» **Source data**
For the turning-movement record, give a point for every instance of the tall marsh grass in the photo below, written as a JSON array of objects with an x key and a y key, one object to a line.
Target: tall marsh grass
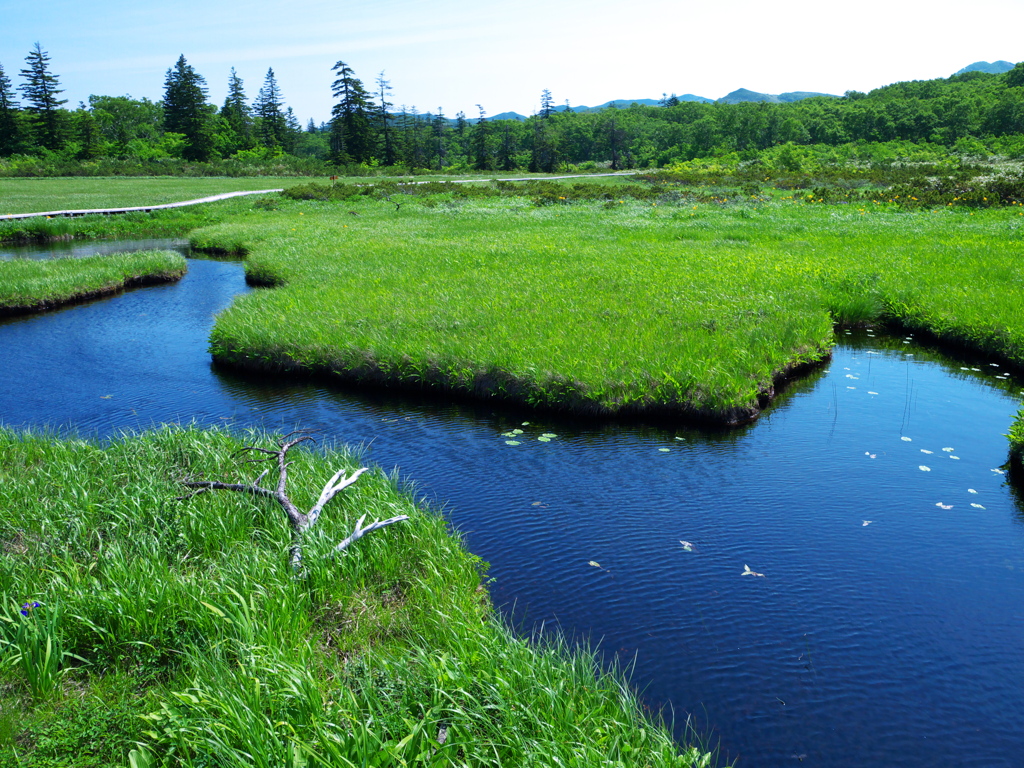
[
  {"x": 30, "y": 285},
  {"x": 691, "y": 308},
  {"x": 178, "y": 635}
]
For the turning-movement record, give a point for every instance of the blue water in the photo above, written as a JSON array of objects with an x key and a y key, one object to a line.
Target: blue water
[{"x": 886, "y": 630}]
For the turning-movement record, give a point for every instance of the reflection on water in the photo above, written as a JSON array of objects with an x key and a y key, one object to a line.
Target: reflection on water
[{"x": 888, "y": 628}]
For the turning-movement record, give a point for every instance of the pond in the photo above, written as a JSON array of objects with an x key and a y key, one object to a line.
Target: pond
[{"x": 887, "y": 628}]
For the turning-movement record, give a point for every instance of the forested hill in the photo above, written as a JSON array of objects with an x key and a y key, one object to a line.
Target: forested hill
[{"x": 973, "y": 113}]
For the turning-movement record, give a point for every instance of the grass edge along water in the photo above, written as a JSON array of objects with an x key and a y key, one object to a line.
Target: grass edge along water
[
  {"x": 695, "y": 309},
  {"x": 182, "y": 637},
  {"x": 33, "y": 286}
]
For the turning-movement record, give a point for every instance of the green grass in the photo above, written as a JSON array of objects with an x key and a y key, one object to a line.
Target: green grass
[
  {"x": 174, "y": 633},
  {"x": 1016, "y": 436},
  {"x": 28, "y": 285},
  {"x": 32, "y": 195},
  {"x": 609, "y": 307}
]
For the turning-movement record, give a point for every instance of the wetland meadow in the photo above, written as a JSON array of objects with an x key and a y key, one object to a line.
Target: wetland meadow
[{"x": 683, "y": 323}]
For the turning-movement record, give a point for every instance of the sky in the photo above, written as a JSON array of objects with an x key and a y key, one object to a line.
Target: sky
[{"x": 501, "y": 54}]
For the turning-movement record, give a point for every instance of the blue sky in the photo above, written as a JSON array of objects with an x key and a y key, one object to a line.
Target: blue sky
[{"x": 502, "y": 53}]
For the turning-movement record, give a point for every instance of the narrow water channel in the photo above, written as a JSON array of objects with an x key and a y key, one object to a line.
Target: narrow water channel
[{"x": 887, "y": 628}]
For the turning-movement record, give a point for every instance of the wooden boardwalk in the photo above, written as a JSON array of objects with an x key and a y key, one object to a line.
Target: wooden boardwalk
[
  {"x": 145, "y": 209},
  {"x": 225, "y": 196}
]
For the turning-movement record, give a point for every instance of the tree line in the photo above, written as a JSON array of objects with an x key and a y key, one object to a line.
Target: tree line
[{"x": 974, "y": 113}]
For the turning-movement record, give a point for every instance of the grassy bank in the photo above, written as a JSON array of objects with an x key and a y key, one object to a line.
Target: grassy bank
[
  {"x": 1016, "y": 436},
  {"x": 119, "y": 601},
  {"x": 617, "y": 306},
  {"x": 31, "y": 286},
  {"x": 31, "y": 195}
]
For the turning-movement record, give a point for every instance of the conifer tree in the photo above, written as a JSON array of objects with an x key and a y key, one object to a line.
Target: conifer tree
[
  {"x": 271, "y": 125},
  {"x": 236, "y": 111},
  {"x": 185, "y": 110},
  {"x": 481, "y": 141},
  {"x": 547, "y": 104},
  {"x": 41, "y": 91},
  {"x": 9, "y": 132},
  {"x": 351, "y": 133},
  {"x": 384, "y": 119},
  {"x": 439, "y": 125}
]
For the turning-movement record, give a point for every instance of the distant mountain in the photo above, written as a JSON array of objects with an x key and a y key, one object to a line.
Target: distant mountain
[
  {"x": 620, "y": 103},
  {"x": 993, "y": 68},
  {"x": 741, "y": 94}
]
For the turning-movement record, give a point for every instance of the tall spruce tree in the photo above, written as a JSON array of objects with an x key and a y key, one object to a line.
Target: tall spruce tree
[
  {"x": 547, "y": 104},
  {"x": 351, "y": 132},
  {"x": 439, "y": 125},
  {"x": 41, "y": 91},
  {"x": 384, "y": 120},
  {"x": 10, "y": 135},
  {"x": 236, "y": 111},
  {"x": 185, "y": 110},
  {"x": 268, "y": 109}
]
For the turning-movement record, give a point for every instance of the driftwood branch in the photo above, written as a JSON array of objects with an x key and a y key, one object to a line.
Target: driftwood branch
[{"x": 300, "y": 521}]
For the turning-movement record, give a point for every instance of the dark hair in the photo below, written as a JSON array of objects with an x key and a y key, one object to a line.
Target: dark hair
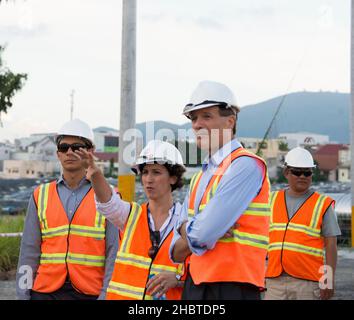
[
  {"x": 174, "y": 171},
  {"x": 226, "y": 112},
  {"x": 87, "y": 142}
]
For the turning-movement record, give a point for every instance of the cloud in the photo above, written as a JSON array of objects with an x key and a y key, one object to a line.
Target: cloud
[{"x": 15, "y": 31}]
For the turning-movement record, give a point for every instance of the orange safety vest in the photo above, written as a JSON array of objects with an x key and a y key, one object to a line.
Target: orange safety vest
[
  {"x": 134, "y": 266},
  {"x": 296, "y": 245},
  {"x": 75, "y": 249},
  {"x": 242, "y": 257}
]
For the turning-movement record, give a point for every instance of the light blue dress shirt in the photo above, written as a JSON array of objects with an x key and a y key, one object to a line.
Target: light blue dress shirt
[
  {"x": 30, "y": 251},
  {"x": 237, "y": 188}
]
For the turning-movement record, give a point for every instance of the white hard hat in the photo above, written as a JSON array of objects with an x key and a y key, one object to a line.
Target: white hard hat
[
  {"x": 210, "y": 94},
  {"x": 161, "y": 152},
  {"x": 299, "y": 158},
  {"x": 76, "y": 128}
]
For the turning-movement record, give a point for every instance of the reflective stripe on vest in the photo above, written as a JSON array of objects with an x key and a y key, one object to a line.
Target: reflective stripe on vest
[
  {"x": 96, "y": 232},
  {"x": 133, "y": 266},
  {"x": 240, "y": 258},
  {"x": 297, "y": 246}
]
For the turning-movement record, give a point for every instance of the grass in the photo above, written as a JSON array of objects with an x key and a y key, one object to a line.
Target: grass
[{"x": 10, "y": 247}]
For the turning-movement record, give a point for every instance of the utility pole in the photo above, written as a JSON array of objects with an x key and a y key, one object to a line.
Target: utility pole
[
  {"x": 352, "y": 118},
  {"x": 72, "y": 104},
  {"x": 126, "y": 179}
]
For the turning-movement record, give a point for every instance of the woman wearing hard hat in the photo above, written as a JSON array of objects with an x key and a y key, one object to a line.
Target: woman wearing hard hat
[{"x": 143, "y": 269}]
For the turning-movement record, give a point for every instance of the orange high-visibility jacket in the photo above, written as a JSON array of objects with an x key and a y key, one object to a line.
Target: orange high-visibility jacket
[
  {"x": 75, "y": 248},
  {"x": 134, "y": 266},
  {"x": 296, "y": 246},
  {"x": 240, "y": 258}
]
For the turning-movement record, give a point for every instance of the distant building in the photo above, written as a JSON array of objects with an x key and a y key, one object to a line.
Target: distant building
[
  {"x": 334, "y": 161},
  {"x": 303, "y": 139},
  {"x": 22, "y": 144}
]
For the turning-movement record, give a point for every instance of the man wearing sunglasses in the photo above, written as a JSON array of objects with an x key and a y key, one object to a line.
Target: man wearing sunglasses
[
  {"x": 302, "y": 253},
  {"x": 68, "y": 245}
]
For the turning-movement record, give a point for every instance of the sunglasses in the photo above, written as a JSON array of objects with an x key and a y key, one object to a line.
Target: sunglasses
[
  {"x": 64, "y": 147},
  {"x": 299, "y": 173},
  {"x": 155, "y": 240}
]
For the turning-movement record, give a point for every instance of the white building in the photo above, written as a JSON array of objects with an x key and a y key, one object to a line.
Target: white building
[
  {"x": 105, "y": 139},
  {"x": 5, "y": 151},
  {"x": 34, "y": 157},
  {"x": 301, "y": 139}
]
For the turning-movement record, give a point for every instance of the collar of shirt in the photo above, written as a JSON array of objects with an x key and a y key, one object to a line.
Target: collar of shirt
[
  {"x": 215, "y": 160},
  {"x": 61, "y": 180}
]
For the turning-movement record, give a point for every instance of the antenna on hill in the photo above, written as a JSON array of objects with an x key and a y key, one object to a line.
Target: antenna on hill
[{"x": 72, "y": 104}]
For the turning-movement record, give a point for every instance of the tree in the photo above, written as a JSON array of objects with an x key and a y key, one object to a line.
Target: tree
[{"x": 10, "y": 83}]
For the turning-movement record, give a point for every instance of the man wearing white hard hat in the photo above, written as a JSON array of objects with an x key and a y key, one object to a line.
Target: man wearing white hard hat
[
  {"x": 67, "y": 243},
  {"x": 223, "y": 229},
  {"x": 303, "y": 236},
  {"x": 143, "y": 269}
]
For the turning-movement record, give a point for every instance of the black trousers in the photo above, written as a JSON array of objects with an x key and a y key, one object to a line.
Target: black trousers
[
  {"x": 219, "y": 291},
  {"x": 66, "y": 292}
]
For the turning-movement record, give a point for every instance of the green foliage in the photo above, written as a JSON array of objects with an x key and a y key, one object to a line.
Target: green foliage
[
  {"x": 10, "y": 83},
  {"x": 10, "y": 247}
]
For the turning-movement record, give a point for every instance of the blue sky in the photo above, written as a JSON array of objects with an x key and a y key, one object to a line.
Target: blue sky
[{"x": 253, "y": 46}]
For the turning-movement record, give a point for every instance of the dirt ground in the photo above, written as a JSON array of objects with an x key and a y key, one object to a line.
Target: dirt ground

» **Task directions**
Your task is to transcribe the line containing "the man wearing white" and every line after it, through the last line of the data, exactly as written and with nothing more.

» **Output for this task**
For the turning-movement record, give a point for every instance of the man wearing white hard hat in the photo above, written as a JSON array of objects with an x key and a y key, one object to a line.
Target: man wearing white hard hat
[
  {"x": 67, "y": 243},
  {"x": 223, "y": 229},
  {"x": 303, "y": 236},
  {"x": 143, "y": 269}
]
For the turning-movement record, give a point for every instance of the black trousers in the photo above, written as a JSON array of objects with an x key and a y key, one object to a line.
Target: black trousers
[
  {"x": 219, "y": 291},
  {"x": 66, "y": 292}
]
For the turning-movement record, give a point for every instance of the green foliage in the photo above, written as a JSON array of objects with an x key and a y key, one object to a line.
Target: green foliage
[
  {"x": 10, "y": 83},
  {"x": 10, "y": 247}
]
For the turning-movement record, give a point for every instance of the blue sky in the photo above, written as a JSON array of objects with an x key and a y key, one object to a line.
Target: blue sky
[{"x": 253, "y": 46}]
For the turning-movement record, give a point for every instance of the dirt ground in the photo above, written as a JSON array of objects with an x key and a y key, one object to a line.
Target: dirt ground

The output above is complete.